• **Given text**
↓↓↓
That's a meaningfully different output.


What the Before/After Looks Like

Here's a concrete example. The incident description:

"Stripe webhook processing is timing out during invoice creation. Payments are delayed and subscriptions are not being activated."

Without Hindsight memory (generic LLM response):

  • Root cause: "Possible network issues, third-party API downtime, or misconfigured webhook endpoint"
  • Fix: "Check Stripe dashboard, review webhook logs, verify endpoint availability"
  • Useful? Barely. Any engineer already knows to check the Stripe dashboard.

With Hindsight memory (after 6 months of incident history):

  • Root cause: "Database latency caused webhook processing to exceed the 30-second timeout limit. Similar incidents on 2024-09-14 and 2024-11-02 had the same signature — high read latency on invoices table during subscription renewal batches."
  • Fix: "Optimize the invoices query with index on (subscription_id, status). Increase webhook timeout to 60s in Stripe dashboard. Move invoice creation to async Celery task — see PR #847 from the November incident."
  • Customer update: "We are aware of delays affecting payment processing and subscription activation. Our team has identified the root cause and is applying a fix. Service will be fully restored within 30 minutes."

The second response isn't just more specific — it's referencing your past work, your specific table names, your previous PRs. That's what organizational memory looks like when it's actually wired into the reasoning loop.
↑↑↑
• **Record extracts**
↓↓↓
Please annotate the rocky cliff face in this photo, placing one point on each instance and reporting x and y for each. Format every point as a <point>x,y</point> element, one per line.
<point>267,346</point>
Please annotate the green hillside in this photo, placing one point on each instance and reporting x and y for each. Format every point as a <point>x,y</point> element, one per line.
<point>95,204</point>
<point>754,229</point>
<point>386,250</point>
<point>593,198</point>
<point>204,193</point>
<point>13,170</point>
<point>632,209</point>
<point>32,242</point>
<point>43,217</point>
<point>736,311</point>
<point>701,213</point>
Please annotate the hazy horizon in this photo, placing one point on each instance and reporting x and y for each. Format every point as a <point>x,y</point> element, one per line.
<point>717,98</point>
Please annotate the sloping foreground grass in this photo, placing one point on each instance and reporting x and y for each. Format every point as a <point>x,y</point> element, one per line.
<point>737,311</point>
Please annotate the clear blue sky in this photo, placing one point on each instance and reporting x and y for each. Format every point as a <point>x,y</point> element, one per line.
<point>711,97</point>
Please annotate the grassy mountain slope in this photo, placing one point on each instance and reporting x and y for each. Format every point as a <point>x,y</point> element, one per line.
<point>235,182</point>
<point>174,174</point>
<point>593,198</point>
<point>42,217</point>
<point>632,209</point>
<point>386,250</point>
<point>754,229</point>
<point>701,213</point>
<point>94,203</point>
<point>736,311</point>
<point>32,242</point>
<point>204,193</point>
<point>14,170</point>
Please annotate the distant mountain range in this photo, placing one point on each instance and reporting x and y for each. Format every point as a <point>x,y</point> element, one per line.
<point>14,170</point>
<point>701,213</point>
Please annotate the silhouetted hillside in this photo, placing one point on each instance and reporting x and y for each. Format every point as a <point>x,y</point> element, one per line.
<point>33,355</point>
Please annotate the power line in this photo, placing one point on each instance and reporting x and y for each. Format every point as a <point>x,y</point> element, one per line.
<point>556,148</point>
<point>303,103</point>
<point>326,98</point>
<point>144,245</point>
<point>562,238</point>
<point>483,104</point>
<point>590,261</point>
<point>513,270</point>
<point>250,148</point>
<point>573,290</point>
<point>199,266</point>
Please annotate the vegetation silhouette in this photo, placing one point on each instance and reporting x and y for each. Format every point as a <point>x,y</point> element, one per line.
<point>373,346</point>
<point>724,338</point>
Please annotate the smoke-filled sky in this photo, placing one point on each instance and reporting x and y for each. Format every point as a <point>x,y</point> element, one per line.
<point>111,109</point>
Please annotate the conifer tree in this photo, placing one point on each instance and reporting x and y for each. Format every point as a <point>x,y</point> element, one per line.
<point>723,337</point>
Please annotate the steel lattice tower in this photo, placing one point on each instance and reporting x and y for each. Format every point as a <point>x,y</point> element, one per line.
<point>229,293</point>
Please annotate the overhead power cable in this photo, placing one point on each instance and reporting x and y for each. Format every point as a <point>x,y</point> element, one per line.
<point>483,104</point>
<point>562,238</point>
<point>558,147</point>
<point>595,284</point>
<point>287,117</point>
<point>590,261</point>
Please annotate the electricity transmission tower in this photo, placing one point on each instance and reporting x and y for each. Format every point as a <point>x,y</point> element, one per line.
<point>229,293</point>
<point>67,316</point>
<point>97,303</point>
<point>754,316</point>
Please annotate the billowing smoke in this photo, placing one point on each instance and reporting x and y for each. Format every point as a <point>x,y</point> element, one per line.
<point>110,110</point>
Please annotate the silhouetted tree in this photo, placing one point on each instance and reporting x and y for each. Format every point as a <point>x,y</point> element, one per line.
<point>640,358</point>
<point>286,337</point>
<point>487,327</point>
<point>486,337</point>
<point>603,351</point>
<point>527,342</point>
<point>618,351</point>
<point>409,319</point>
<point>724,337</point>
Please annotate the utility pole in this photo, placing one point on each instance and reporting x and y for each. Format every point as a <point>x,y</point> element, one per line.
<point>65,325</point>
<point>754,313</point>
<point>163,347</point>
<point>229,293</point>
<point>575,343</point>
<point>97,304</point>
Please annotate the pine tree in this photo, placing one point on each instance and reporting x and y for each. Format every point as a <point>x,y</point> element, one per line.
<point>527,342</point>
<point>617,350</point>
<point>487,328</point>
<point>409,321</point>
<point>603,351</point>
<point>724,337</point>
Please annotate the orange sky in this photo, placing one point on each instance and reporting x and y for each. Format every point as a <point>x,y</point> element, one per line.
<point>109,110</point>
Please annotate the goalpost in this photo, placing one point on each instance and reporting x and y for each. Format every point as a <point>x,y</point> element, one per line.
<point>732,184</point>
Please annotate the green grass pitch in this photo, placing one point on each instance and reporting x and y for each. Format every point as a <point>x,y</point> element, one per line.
↑↑↑
• **Your tasks**
(1) In the incident-memory text, what timeout limit did database latency cause webhook processing to exceed?
(2) List every fix that the response with Hindsight memory recommends in the incident-memory text.
(3) Continue the text on incident memory from its last sentence.

• **Numbered answers**
(1) The 30-second timeout limit.

(2)
- Optimize the invoices query with an index on (subscription_id, status).
- Increase the webhook timeout to 60s in the Stripe dashboard.
- Move invoice creation to an async Celery task.

(3)
Seeding Memory at Scale

The system is only as good as the incidents you've retained. For teams starting fresh, I built backend/seed_data.py to pre-populate Hindsight with representative incident patterns — connection pool exhaustion, pod OOMKill cycles, payment processor timeouts. This gives useful recall from day one while real incident history accumulates and gradually takes over.


What the Frontend Exposes

The React frontend — which I built — maps directly to the four stages of incident response: incident input, memory recall, analysis results, and a live telemetry console. The most important piece was the memory recall view. Engineers needed to see which past incidents were driving the recommendation, not just a black-box output. Transparency in retrieval builds trust — when you can see the root cause is grounded in three real incidents from your own history, you act on it faster.


Lessons I'd Take Into the Next System

1. Memory quality matters more than model size. Llama 3 8B with Hindsight recall outperformed GPT-4o without it on domain-specific incident analysis. Context beats parameters.

2. Retain at resolution time, not creation time. You don't know the root cause when an incident opens. Retain after close, when you have the full picture.

3. Metadata filtering makes recall precise. Scope recalls by service, severity, or date range. A P1 database incident and a P3 CSS bug shouldn't surface each other.

4. Show your work. Transparency in memory retrieval builds trust. Engineers act faster on recommendations when they can see which past incidents are driving them.

5. Seed data is a forcing function. Writing realistic seed incidents forces you to define your memory schema before real data accumulates. Worth doing even if you overwrite it immediately.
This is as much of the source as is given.